### [ASSIGNMENT]
Please translate this sentence from the encyclopedia entry on William John Thoms into Spanish: "He died in London, August 15, 1885."

### [SELECTED TEXT]

------

Thoms, WILLIAM JOHN

Chambers's Encyclopaedia, Volume 10: Swastika to Zyrianovsk and Index, p. 182

Thoms, WILLIAM JOHN, a genial and accomplished antiquary and bibliographer, was born in Westminster, 16th November 1803, and began life as a clerk in the Chelsea Hospital. After twenty years of service there he was attached as a clerk to the House of Lords, and was appointed its deputy-librarian in 1863, a post which he resigned from old age in 1882. He died in London, August 15, 1885. Thoms was elected F.S.A. in 1838, was secretary of the Camden Society from 1838 till 1873, founder of Notes and Queries (1849), and its editor down to 1872. His happiness in hitting on names is illustrated in the name and motto of this famous little paper, and in the name supplied (Athenæum, August 1846) to the new subject of study, 'folklore.' His published writings by no means suggest the range of the vast stores of out-of-the-way knowledge which he possessed and was ever ready to communicate to others. His books include A Collection of Early Prose Romanees (3 vols. 1828; enlarged ed. 1858); Lays and Legends of Various Nations (4 vols. 1834); Book of the Court (1838); Anecdotes and Traditions illustrative of Early English History and Literature (Camden Soc. 1838); Three Notelets on Shakespeare (1864); Hannah Lightfoot, Queen Charlotte, and Chevalier D'Eon (1867); Human Longevity: its Faets and its Fictions (1873); besides a translation of Worsaae's Primeval Antiquities of Denmark (1849), and an edition of Stow's Survey of London (1875).

------

(Source records)
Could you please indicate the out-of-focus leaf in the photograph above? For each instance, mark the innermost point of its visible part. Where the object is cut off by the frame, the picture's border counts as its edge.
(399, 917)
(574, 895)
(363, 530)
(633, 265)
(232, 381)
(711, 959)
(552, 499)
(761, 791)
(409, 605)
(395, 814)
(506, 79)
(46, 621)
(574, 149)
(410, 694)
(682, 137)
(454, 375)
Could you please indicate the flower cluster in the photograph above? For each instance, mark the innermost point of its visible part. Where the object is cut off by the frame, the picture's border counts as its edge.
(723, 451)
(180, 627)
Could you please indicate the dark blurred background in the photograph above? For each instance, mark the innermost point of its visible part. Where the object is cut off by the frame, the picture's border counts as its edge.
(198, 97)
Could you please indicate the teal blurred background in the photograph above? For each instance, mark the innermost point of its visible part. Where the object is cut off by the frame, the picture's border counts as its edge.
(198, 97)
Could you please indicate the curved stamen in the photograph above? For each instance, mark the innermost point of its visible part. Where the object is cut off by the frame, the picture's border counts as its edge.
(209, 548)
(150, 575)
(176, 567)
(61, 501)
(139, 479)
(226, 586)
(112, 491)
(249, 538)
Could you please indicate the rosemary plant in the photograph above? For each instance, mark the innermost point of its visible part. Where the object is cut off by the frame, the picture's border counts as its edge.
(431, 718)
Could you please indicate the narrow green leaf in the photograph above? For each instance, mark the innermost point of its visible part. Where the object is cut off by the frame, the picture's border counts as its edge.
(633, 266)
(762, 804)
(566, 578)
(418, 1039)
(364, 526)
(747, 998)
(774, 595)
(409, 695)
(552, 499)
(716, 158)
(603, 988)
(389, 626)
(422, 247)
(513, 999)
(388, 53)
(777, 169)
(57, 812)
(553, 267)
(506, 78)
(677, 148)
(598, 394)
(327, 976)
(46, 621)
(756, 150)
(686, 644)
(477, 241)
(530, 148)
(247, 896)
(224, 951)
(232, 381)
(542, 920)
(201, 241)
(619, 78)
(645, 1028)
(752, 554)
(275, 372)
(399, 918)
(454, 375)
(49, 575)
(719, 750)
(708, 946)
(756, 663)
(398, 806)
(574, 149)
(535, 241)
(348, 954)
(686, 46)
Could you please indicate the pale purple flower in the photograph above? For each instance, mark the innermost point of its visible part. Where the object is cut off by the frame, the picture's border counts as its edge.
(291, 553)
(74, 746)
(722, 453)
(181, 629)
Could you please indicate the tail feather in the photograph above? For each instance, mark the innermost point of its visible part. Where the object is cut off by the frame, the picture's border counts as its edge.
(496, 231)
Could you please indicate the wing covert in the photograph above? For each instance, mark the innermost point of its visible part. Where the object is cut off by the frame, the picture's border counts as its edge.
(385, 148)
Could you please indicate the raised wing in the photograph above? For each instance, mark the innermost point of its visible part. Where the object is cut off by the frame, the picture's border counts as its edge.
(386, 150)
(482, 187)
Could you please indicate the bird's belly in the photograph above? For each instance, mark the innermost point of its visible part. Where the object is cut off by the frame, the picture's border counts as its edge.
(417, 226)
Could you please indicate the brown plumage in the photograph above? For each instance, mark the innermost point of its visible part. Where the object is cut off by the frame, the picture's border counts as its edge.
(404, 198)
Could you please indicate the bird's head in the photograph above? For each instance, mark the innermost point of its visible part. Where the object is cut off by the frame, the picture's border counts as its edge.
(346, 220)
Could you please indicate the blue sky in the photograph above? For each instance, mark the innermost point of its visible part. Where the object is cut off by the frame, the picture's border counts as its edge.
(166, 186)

------

### [SOLUTION FOR THIS PROBLEM]
Murió en Londres el 15 de agosto de 1885.